> _Задание_: Допишите продолжение рассказа о тренерах «Спартака», Бескове и Старостине, начав сразу после его последнего предложения.

> _Исходный текст_:
А после тренировки еще и говорит:
– А теперь сделай два круга пробежки и все мячи в авоську собери!
Я продолжаю по инерции вести мяч – до Бескова-то еще полкруга осталось. Он как рявкнет:
– Кому сказал!
И я, заведенный, как засадил ему мячом! Хорошо, что попал в ноги, а не куда-то еще. И побежал дальше.
Потом он вызвал меня на беседу, я извинился, снова все объяснил. Но вот простил ли меня Бесков в той ситуации – не знаю. Не уверен. А я просто люблю справедливость, если же сталкиваюсь с хамством – не могу терпеть и стараюсь это как-то показать.
Хотя, когда я помогал Симоняну в Ереване, мы с Бесковым встречались, угощали его, шутки-прибаутки – словом, все хорошо было. А в «Спартак» пришел – никакого контакта! Никогда не советовался. И ломать начал все спартаковское – из школы Осянина убрал…
А Николай Петрович его вообще ненавидел. Бывало, приду к Деду, а он вздыхает:
– Анатолий, ты представляешь, динамовцы окружили везде. Председатель «Спартака» – динамовец, старший тренер – тоже. Врачи, массажисты, администраторы…
А для Старостина «Динамо» – это самое большое бельмо в глазу. Как он нас на них настраивал!..
И к нам такое же отношение было. Тот же Якушин «Спартак» не переносил. И даже Аркадьев из ЦДКА при всей своей интеллигентности называл нас «эти мотыльки ночные: сегодня полетали, а завтра их нет вообще». В олимпийской сборной Якушин мог меня на игру не поставить, а Качалин через неделю за первую сборную – ставил с первых минут.
Вот Гавриил Дмитриевич – чудесный человек был. Но вряд ли Старостин мог Качалина в «Спартак» пригласить. Тот – интеллигент, а Николай Петрович рубил правду-матку, так сказать, по-чапаевски – недаром его Чапаем прозвали. И потом, он хотел управлять ситуацией в команде, а Качалин управлять собой не позволил бы.

> _Исходные данные_:
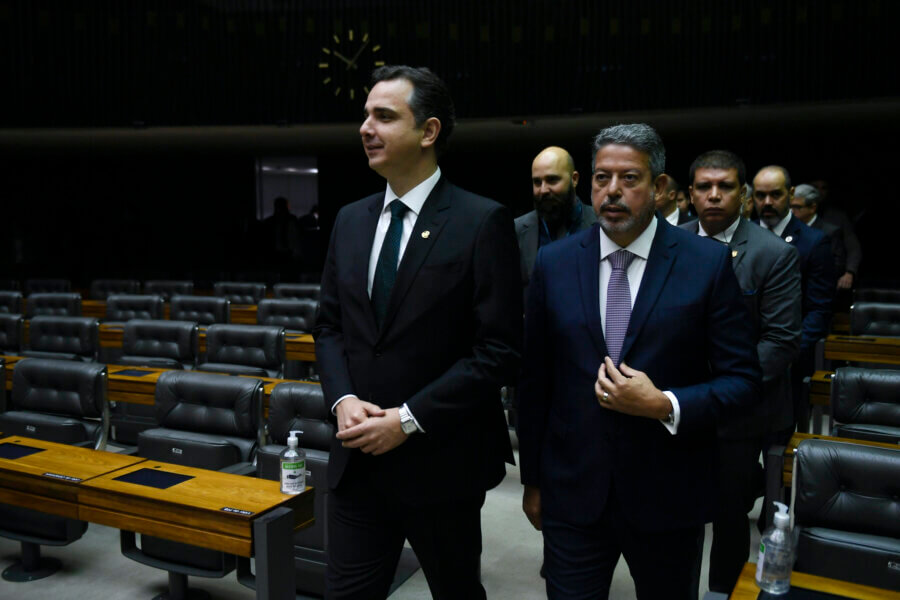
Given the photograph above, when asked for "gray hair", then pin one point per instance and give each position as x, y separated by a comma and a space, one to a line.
809, 194
639, 136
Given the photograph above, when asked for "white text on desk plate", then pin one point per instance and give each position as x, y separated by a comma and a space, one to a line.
236, 511
63, 477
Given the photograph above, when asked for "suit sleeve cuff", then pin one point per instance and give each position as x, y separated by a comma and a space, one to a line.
676, 414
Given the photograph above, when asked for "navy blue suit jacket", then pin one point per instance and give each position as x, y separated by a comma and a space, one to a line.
689, 331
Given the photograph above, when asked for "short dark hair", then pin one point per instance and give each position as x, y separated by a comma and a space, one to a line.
430, 97
719, 159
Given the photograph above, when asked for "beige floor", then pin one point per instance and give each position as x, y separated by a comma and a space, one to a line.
94, 567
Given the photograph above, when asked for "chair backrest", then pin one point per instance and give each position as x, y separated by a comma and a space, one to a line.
876, 295
259, 346
71, 396
40, 286
296, 290
71, 335
300, 406
166, 339
168, 288
11, 302
240, 292
127, 307
12, 332
200, 309
875, 318
101, 289
298, 314
54, 304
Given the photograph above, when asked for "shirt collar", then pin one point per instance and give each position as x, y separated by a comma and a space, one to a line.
639, 247
415, 198
723, 236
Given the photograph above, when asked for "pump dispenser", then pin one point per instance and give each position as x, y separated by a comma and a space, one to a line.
293, 466
776, 555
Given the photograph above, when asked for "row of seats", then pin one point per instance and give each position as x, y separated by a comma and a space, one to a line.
101, 289
216, 422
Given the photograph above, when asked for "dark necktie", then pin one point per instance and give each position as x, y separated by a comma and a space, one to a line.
386, 268
618, 303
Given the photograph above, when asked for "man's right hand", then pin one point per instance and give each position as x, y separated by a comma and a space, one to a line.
353, 411
531, 504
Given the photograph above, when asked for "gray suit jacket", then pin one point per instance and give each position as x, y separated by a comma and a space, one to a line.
768, 271
528, 232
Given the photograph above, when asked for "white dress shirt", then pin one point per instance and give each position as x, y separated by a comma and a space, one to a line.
640, 247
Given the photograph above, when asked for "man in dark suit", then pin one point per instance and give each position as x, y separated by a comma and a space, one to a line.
636, 342
419, 325
558, 211
768, 272
772, 193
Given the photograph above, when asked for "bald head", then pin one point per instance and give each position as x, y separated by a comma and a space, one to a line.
553, 181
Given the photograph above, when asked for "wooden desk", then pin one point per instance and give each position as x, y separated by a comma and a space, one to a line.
746, 588
863, 349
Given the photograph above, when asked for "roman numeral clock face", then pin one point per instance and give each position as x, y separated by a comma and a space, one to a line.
346, 63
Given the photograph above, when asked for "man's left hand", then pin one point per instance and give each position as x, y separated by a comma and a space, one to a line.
375, 435
630, 391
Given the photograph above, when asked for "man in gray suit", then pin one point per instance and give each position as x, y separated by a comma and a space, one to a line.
768, 271
558, 211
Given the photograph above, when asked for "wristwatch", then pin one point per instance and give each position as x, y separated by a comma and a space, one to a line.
406, 421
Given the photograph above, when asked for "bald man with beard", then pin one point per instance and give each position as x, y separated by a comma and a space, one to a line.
558, 211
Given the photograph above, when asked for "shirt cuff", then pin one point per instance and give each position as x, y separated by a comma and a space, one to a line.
676, 414
419, 427
341, 399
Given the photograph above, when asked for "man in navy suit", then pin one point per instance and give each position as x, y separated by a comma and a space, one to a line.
419, 324
772, 194
636, 342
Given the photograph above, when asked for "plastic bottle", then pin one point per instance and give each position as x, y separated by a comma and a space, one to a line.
293, 466
776, 555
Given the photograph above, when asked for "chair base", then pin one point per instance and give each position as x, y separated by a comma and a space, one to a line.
32, 566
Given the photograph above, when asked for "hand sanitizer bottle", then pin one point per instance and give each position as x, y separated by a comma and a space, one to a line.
293, 466
776, 555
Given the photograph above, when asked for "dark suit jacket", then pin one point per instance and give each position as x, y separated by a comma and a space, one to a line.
451, 338
817, 279
689, 331
768, 272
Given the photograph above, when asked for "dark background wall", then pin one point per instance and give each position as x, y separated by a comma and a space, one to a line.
129, 130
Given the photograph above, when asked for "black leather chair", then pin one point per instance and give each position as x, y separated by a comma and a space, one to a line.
12, 333
53, 304
846, 507
47, 286
101, 289
875, 318
63, 338
11, 302
216, 423
256, 350
62, 402
297, 290
239, 292
294, 314
876, 295
168, 288
200, 309
132, 306
865, 403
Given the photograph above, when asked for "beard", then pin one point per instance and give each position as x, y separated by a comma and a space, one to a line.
555, 208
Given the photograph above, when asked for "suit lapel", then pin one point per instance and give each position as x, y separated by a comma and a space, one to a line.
654, 280
589, 284
432, 219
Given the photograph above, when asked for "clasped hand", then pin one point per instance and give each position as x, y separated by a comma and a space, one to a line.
629, 391
368, 427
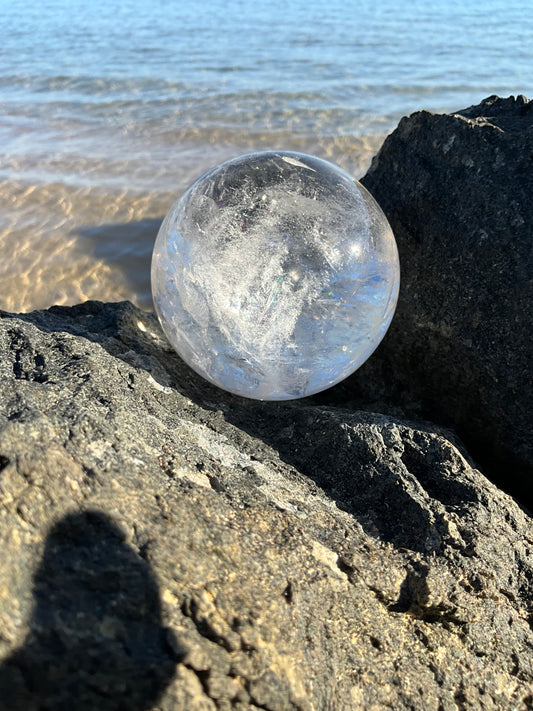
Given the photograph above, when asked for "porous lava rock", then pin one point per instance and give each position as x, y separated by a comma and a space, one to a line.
457, 190
168, 546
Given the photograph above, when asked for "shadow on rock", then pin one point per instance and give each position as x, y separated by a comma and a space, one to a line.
96, 639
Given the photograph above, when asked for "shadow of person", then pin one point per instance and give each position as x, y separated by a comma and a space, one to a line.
96, 640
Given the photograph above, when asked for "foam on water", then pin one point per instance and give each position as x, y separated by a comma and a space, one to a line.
108, 111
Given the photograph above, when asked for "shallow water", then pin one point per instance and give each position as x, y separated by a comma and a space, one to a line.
108, 110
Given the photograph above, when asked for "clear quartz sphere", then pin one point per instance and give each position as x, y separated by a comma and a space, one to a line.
275, 275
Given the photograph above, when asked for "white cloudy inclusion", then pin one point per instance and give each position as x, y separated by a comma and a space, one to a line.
275, 275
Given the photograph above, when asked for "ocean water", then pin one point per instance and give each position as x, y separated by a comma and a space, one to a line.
110, 108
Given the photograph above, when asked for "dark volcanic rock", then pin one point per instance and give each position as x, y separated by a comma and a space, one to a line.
168, 546
458, 192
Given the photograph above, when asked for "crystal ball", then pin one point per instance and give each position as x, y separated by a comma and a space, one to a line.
275, 275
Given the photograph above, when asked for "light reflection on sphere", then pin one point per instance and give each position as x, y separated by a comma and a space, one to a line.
275, 275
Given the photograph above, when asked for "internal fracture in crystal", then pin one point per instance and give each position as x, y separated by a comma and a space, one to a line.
275, 275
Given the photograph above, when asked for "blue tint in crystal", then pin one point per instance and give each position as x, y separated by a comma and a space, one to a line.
275, 275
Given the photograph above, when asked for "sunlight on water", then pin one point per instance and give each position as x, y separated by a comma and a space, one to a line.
108, 111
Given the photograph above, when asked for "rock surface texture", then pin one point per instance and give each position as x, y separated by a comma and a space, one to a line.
457, 190
168, 546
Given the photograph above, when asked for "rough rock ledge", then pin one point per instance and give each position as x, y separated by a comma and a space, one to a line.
168, 546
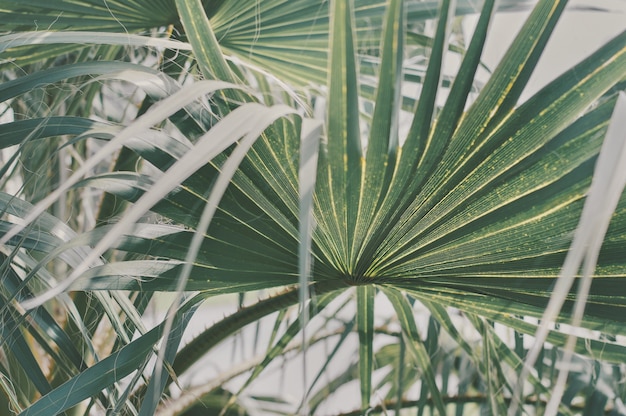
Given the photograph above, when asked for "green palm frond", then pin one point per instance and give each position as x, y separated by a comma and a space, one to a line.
473, 208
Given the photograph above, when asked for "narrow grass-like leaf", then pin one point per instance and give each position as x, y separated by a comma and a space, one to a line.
416, 345
106, 372
205, 45
365, 327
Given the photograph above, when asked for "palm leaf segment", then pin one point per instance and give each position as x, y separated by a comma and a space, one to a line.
472, 209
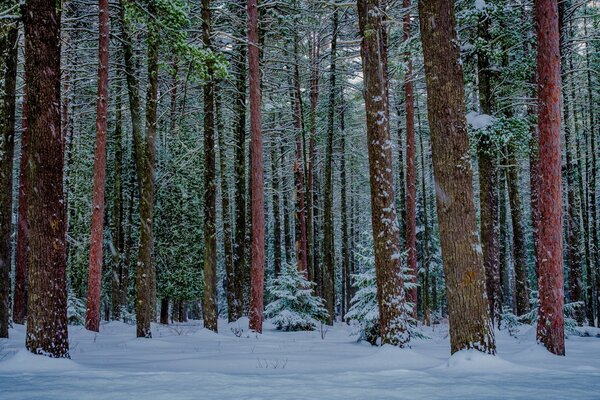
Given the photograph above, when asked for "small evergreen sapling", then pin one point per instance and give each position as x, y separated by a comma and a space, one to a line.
364, 310
296, 307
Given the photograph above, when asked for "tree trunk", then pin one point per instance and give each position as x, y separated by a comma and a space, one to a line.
386, 235
520, 254
470, 324
312, 265
258, 208
8, 82
425, 242
347, 281
240, 262
488, 174
276, 189
287, 212
593, 272
411, 174
118, 295
145, 272
20, 294
92, 315
329, 272
574, 221
164, 311
300, 210
225, 212
550, 329
47, 295
209, 306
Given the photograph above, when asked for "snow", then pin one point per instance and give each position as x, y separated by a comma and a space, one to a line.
479, 121
184, 361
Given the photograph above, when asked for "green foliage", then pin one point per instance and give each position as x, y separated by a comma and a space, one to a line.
503, 131
296, 307
75, 309
365, 310
172, 19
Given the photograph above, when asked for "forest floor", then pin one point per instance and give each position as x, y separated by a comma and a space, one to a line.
184, 361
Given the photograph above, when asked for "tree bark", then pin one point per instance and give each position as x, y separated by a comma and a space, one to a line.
574, 220
550, 329
225, 212
411, 174
92, 315
20, 294
312, 266
488, 174
275, 186
329, 272
209, 307
470, 324
47, 295
241, 269
118, 293
593, 283
8, 83
300, 209
258, 208
386, 235
516, 213
145, 281
346, 282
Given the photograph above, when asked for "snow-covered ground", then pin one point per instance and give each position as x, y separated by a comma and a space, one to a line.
184, 361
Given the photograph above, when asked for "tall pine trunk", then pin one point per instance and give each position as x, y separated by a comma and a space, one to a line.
47, 293
386, 235
8, 81
411, 174
118, 294
92, 315
470, 324
550, 329
225, 211
240, 262
20, 294
329, 272
258, 208
488, 173
300, 208
313, 267
145, 279
516, 213
209, 307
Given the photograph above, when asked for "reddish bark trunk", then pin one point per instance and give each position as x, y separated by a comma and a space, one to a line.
20, 295
470, 324
313, 273
258, 208
8, 81
550, 329
47, 296
300, 212
209, 307
92, 316
411, 175
386, 234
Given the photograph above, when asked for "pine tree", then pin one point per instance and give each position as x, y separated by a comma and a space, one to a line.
8, 82
296, 307
258, 209
550, 329
470, 324
386, 234
47, 293
92, 320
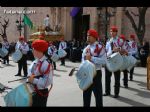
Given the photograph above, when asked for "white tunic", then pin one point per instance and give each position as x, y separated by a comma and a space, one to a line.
47, 79
23, 47
6, 44
97, 59
117, 44
52, 49
133, 47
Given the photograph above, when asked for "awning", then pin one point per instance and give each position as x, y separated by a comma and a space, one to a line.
74, 11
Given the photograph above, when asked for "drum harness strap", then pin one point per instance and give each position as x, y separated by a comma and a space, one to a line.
97, 50
35, 86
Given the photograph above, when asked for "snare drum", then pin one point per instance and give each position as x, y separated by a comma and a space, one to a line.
62, 53
3, 52
85, 75
55, 57
16, 56
114, 62
20, 96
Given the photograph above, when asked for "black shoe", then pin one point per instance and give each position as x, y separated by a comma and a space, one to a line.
116, 96
18, 75
131, 79
106, 94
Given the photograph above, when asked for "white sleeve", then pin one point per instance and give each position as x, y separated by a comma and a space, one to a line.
108, 49
47, 79
83, 55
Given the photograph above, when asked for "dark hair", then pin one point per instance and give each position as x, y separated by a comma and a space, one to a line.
0, 45
47, 15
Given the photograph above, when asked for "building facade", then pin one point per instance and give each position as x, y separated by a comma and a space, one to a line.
72, 26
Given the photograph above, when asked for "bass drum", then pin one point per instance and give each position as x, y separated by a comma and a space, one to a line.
114, 62
16, 56
21, 96
125, 64
62, 53
3, 52
132, 62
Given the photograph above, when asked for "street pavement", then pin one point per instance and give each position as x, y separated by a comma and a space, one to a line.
66, 93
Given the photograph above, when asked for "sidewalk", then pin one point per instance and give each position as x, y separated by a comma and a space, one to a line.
66, 92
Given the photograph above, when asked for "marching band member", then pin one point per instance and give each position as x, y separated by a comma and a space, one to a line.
40, 67
24, 48
6, 46
95, 53
111, 47
125, 48
62, 45
133, 51
52, 49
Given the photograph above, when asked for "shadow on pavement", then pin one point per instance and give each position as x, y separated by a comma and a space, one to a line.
57, 75
140, 75
61, 70
131, 102
143, 84
1, 67
11, 65
69, 66
144, 94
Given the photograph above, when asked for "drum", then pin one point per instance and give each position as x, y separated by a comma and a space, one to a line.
132, 62
125, 64
85, 75
61, 53
3, 52
16, 56
20, 96
55, 57
114, 62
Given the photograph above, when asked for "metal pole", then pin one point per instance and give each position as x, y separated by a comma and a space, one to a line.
106, 14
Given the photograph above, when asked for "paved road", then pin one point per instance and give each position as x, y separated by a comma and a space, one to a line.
66, 92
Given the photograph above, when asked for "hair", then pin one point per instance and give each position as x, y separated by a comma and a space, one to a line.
0, 45
47, 15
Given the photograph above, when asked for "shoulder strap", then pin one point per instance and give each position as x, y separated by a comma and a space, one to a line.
47, 70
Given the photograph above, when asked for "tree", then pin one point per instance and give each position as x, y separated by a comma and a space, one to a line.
139, 28
3, 28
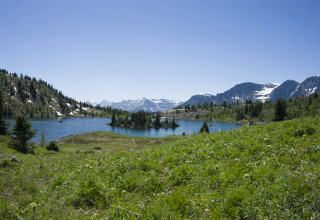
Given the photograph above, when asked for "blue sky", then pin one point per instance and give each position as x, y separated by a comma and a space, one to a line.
129, 49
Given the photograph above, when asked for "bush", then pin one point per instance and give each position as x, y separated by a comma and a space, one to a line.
53, 146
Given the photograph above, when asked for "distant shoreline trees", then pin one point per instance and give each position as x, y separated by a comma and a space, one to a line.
142, 119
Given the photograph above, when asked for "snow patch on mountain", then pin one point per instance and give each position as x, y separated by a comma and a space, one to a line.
264, 94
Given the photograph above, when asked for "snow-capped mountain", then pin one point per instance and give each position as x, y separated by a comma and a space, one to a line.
262, 92
149, 105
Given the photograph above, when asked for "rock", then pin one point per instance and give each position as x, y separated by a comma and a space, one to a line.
14, 159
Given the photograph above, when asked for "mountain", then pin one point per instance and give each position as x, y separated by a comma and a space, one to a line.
307, 87
38, 99
283, 91
149, 105
261, 92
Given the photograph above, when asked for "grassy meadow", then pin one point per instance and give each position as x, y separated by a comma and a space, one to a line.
268, 171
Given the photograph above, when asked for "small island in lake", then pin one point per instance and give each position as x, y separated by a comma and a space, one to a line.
142, 119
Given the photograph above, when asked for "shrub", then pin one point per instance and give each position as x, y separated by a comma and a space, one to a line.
53, 146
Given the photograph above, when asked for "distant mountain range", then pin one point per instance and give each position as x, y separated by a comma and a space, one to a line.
149, 105
262, 92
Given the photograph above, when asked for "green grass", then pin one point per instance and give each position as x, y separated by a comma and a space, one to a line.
268, 171
110, 142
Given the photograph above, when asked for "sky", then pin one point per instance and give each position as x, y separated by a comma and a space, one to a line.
128, 49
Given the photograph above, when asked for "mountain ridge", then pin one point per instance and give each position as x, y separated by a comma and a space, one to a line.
259, 92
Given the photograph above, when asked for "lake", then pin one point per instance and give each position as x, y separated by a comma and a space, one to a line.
54, 130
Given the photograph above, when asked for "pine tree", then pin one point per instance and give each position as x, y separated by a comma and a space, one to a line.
174, 124
3, 124
23, 133
224, 104
113, 119
205, 128
157, 123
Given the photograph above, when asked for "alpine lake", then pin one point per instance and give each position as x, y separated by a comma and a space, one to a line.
54, 129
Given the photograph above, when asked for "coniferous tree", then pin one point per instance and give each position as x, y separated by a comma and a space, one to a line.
3, 124
205, 128
224, 104
174, 124
23, 133
157, 123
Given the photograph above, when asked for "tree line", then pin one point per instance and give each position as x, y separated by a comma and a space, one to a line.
141, 119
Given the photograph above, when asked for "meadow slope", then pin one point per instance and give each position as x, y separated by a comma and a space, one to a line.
267, 171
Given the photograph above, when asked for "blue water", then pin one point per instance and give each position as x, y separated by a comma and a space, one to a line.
54, 130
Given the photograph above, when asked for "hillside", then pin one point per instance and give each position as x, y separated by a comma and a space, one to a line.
268, 172
38, 99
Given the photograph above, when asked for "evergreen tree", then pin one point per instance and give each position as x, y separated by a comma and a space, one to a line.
113, 119
43, 140
280, 110
157, 123
205, 128
23, 133
3, 124
224, 104
174, 124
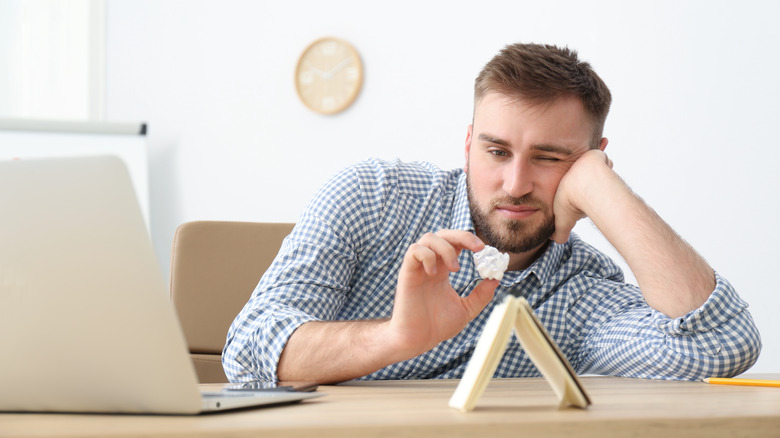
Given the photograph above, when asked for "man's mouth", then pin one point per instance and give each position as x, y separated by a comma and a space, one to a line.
516, 212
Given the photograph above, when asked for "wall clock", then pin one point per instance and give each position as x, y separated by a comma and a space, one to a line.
329, 75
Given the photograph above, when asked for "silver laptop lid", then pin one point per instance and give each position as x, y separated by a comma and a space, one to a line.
85, 320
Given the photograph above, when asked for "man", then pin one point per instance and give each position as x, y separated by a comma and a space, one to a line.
377, 280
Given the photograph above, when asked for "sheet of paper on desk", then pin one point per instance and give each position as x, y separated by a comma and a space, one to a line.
515, 312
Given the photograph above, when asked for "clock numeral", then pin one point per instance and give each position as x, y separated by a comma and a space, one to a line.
352, 74
328, 103
329, 49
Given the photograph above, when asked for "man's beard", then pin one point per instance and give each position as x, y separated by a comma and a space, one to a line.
510, 235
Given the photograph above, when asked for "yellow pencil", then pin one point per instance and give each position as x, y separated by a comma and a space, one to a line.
742, 382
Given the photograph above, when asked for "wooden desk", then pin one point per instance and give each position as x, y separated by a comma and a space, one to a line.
511, 407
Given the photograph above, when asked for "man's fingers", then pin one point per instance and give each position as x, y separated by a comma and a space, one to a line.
479, 298
423, 256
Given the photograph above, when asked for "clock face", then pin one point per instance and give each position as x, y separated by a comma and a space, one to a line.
329, 75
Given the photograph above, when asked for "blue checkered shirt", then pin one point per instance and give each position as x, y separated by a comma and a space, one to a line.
341, 262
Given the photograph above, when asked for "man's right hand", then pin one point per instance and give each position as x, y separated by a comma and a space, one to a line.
427, 311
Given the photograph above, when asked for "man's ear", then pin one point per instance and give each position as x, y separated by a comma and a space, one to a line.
603, 144
469, 133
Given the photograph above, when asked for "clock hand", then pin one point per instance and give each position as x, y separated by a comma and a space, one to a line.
339, 66
318, 72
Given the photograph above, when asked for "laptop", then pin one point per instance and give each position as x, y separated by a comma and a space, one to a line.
86, 323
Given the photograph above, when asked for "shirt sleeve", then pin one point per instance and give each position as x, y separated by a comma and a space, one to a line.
719, 338
309, 280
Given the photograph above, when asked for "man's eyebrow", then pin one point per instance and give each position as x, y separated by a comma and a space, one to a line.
554, 148
490, 139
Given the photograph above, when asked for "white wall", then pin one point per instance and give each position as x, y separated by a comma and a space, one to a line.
692, 129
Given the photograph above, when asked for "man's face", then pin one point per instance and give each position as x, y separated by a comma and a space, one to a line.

> _Ответ_:
* * *
Николай Петрович вернулся в команду в 1955-м, после заключения. Очень неожиданно. Приехали в Тарасовку, а там заваруха – снимают Соколова. И приезжает Старостин – помню, в широких брюках болотного цвета. Прошелся строевым шагом по нашей комнате, присел…
До него начальником команды был некто Дурнев, стрелок. По-моему, он был чемпионом мира по стрельбе[3 - На то время – чемпион СССР. Чемпионом мира по стендовой стрельбе Николай Дурнев стал позже.]. Запомнился тем, что на какие-то торжественные церемонии, где спортсменам вручали правительственные и еще какие-то награды, всегда с чемоданом медалей за свои стрелковые победы приходил и надевал их – в ожидании, что его вызовут. А ни один из нас не напяливал ни одной своей медали. Он же как новогодняя елка был.
Но его никто не вызывал! Нет, ничего плохого этот человек нам в общем-то не сделал. Однако и хорошего – тоже. Время он тратил на то, что главы истории КПСС наизусть заучивал. Мы втихую смеялись над ним, не воспринимали его совершенно. А потом пришел Николай Петрович, фигура по-настоящему авторитетная. Про Дурнева мы тут же и забыли.
Я о Старостине был так наслышан! Чем дольше он отсутствовал в «Спартаке» – тем больше ходило легенд. Что ногу ему перебинтовывали, поскольку он ударом с этой ноги штанги ломает, и так далее. Мы потом все пытались уговорить, чтобы он вышел на поле и показал что-то. А он нас стеснялся. Потом уже говорил:
– Играл я плохо. Просто хорошо бежал и лупил с правой ноги, куда попаду…
Ни разу при нас на поле не вышел! Андрей Петрович – тот выходил, бил. А Николай – нет.
До их возвращения мы, конечно, знали, что они сидят – правда, не были в курсе, за что именно. Потом Николай Петрович много историй рассказывал – как, допустим, он на пересылке был, где не кормили вообще. И если бы не воры – не выжил бы. Он им стихи читал, много историй, в том числе футбольных, рассказывал – и они с ним едой делились.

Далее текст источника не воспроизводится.